> **Dataset rows on where objects appear**
* Begin *

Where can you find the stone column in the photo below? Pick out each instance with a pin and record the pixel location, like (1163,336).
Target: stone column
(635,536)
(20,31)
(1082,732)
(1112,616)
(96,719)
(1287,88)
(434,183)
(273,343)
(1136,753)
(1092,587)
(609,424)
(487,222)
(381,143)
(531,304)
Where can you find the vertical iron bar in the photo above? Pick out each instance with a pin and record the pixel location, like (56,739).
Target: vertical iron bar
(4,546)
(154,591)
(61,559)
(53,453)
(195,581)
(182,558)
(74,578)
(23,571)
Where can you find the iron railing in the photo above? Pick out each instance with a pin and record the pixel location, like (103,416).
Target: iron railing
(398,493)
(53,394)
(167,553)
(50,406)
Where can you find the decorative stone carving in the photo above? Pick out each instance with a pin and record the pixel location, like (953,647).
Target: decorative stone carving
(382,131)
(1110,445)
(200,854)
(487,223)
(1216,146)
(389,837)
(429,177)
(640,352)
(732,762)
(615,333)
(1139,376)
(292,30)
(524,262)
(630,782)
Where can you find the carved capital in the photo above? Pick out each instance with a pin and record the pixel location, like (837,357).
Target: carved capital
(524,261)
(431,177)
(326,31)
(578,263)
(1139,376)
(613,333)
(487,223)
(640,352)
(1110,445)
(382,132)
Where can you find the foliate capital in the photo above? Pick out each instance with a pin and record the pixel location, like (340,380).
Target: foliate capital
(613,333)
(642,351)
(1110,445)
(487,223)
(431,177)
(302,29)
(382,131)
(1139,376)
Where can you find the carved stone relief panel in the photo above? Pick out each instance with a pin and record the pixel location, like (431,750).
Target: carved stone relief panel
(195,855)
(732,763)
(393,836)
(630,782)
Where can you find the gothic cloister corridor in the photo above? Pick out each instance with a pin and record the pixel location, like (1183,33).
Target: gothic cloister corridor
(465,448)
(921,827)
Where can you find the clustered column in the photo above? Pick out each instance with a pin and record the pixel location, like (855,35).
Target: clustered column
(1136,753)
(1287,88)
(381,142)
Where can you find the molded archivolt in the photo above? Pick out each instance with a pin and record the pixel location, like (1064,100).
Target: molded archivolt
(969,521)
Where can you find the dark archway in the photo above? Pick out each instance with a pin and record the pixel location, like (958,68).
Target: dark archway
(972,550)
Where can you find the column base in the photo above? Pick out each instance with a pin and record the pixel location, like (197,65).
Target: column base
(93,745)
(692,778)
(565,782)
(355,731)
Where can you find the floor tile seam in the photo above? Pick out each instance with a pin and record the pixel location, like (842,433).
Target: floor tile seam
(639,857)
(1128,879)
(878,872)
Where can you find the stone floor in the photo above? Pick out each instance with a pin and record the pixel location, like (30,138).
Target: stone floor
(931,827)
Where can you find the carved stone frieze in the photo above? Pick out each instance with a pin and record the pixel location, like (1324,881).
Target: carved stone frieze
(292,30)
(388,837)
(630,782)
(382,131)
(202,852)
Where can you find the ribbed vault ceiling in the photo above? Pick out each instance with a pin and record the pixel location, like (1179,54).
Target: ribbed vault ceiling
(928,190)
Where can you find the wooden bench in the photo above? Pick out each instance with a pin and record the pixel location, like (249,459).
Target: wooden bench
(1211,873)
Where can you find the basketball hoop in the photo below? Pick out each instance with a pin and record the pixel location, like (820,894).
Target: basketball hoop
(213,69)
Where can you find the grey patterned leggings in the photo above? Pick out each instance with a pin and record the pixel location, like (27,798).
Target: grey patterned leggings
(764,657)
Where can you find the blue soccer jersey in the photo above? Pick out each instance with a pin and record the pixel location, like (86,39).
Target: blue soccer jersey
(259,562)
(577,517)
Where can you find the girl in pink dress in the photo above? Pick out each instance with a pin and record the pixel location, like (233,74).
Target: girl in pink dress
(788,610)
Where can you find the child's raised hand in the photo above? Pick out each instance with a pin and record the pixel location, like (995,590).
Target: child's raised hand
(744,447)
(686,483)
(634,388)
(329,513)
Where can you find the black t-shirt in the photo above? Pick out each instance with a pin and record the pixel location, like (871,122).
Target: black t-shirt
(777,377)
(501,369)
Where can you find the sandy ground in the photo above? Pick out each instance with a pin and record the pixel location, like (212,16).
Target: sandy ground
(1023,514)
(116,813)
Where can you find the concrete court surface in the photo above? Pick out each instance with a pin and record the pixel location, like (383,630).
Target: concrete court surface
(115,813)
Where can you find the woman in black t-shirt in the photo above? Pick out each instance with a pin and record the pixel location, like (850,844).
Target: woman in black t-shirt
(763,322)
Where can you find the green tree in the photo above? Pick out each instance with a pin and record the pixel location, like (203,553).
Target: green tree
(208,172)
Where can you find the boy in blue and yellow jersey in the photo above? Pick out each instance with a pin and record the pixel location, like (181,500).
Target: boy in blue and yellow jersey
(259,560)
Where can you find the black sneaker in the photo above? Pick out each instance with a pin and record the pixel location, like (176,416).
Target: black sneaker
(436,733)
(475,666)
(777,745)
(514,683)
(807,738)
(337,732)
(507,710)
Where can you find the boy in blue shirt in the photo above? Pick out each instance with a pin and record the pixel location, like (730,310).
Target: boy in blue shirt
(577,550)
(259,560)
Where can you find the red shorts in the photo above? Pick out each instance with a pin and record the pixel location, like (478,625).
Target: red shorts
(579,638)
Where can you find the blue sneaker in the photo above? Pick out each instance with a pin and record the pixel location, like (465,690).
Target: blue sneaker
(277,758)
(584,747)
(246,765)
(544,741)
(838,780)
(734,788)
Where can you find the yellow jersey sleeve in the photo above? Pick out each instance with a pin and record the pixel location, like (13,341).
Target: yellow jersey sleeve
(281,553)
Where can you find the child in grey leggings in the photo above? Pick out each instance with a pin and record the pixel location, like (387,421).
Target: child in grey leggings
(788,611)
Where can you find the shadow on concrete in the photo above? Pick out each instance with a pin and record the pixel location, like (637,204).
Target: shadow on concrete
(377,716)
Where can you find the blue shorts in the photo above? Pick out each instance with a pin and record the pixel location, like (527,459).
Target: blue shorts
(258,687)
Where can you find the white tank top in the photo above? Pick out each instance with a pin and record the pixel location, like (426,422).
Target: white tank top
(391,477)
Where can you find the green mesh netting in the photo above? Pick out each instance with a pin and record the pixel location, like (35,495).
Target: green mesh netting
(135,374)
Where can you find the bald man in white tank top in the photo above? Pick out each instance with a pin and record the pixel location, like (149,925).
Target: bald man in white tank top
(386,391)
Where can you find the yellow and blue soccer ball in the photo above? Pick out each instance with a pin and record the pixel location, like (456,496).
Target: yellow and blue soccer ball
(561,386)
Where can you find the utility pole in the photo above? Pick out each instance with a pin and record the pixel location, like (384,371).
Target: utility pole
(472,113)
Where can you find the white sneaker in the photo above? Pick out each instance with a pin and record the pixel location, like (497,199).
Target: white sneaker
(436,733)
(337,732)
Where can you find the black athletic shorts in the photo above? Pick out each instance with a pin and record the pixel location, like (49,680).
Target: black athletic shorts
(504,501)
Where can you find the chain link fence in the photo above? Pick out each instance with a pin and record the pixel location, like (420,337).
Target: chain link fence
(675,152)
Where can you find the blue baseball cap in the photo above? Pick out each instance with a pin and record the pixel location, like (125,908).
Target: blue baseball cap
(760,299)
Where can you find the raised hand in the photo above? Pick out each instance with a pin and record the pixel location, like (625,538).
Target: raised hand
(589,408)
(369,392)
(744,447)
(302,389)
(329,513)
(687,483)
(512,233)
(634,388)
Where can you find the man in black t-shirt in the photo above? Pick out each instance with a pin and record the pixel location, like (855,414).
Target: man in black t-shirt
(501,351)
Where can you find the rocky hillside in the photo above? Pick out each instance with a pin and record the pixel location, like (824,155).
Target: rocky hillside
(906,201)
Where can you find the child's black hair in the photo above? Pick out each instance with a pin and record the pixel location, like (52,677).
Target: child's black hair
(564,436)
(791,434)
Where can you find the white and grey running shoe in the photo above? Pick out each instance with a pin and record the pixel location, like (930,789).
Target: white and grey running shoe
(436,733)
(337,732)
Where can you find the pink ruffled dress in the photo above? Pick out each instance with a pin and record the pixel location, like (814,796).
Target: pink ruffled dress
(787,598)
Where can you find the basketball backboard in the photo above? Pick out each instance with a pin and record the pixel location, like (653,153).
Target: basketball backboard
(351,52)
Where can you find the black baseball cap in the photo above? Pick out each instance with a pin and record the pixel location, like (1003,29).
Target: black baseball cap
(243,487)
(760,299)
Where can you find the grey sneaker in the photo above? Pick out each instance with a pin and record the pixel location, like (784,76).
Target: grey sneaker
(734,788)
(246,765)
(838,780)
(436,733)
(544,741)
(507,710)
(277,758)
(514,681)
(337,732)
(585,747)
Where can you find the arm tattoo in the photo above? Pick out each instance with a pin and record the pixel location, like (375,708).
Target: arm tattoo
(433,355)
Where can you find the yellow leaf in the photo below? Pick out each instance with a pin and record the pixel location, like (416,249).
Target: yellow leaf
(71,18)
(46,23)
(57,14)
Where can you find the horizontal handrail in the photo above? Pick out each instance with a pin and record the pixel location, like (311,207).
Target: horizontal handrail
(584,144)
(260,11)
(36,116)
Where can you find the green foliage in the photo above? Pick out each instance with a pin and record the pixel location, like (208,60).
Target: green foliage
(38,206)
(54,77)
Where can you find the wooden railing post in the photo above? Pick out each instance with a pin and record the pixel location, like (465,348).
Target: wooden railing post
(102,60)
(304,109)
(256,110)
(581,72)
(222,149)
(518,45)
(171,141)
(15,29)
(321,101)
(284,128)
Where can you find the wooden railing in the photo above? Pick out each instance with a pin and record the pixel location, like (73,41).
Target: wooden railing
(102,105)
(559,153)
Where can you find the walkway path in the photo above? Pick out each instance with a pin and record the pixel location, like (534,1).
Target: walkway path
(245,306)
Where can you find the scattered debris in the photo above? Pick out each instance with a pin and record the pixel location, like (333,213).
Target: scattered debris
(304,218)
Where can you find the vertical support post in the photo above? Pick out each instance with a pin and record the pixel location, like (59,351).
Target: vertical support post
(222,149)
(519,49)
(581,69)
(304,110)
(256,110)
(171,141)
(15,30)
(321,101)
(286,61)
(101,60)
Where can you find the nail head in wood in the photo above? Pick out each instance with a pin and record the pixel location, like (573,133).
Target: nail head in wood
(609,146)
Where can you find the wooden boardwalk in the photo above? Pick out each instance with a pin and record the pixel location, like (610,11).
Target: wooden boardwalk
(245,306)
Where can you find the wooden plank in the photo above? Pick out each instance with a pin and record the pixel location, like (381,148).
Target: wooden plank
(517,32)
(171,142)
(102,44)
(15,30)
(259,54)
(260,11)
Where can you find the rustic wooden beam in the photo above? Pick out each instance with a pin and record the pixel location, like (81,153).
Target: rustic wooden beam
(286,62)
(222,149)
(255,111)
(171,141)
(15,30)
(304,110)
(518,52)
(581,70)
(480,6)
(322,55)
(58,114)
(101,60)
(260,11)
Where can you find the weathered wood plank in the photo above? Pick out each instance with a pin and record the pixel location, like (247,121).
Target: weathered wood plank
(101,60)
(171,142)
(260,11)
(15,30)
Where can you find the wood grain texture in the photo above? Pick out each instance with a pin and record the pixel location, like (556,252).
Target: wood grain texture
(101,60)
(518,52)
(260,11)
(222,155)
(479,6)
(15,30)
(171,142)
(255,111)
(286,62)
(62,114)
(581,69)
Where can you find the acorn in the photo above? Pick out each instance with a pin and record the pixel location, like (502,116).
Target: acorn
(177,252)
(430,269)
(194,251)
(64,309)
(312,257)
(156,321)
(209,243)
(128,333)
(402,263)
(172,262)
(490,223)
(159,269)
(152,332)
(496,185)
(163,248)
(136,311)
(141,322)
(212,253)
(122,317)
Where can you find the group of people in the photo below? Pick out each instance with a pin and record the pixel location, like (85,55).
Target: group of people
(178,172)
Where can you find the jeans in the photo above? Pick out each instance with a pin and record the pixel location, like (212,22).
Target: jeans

* End *

> **Task instructions**
Reproduce the stretch of lines from the one containing "Where can you find the acorn" through the final line, exactly as they appear.

> **Worked answer**
Where can you find the acorn in the photo above? Pick out each instance with a pin and record the pixel location, like (502,116).
Target: acorn
(177,252)
(430,269)
(194,251)
(64,309)
(312,257)
(156,321)
(209,243)
(128,333)
(402,263)
(172,262)
(490,223)
(159,269)
(152,332)
(496,185)
(163,248)
(136,311)
(141,322)
(212,253)
(122,317)
Where can you find the group of people in the photo below? Pick out each instance with a pin and record the pixel location, like (85,55).
Target: group of people
(178,172)
Where can you find the jeans in the photo above? Pick out each instance with a pin and record the pixel location, like (212,22).
Target: jeans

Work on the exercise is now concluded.